- _DATA SUPPLIED_
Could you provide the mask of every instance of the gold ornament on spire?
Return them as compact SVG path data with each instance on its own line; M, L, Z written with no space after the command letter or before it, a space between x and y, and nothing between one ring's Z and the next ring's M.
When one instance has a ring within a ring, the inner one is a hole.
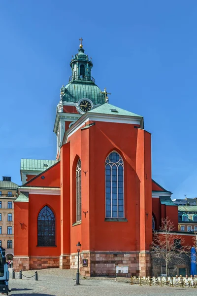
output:
M79 44L79 47L80 48L83 48L83 44L82 44L82 41L83 41L83 39L82 39L81 37L81 38L79 39L79 41L81 41L80 44Z
M107 90L106 87L104 88L104 91L100 91L100 92L101 94L103 94L103 95L104 95L104 97L105 97L105 101L106 103L108 103L109 102L109 98L107 96L107 95L111 95L111 93L108 93L107 92Z

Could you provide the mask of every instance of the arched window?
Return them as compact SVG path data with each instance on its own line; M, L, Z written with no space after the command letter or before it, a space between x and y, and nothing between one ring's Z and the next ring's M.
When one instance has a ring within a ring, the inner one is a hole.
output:
M154 219L154 217L153 216L152 216L152 229L153 230L155 229L155 219Z
M188 221L188 216L187 214L184 214L182 215L182 221L187 222Z
M81 163L78 161L76 168L76 221L81 220Z
M85 67L83 65L80 65L80 74L82 76L85 76Z
M7 241L7 249L12 249L12 241L8 240Z
M105 217L124 218L124 163L115 151L105 160Z
M47 206L42 208L37 217L37 245L55 246L55 218Z

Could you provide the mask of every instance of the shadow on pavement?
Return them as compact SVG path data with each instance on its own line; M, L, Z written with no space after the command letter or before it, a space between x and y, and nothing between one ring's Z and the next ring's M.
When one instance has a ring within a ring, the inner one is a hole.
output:
M26 289L26 288L25 288L24 289L17 289L17 288L13 288L11 290L11 292L12 292L13 291L33 291L33 289Z
M55 295L52 295L51 294L37 294L37 293L33 293L28 294L9 294L10 296L29 296L30 295L34 295L34 296L56 296Z

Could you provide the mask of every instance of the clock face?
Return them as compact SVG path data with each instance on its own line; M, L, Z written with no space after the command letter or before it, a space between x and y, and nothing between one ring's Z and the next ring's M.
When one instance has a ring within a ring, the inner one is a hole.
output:
M83 112L87 112L91 109L92 105L87 100L83 100L79 104L79 108Z

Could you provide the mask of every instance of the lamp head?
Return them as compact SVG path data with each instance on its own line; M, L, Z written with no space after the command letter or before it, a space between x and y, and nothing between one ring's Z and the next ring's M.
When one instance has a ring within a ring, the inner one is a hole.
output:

- _EXERCISE DIRECTIONS_
Rewrite only the lines of the data from the one containing "Could you provide the mask of every instance of the arched" through the one containing "M47 206L42 208L37 217L37 245L55 246L55 218Z", inclusive, changing "arched window" to "arched doorway" and leaving everything else the same.

- _COMPLETE RESPONSE_
Could you provide the mask of every instance of the arched doorway?
Return them as compact SVG path data with each instance on its own line; M, L, Z written with no space after the command letter or before it, a space between x and y, and nothing between one ring's Z and the next ring's M.
When one instance has a ring within a ring, the inner one is a hole.
output:
M154 219L154 217L153 216L152 216L152 229L153 230L155 229L155 219Z
M188 221L188 216L187 214L184 214L182 215L182 221L187 222Z
M81 163L78 161L76 168L76 221L81 220Z
M85 67L83 65L80 65L80 74L82 76L85 76Z
M7 241L7 249L12 249L12 241L8 240Z
M105 217L124 218L124 163L115 151L105 160Z
M47 206L42 208L37 217L37 245L55 246L55 218Z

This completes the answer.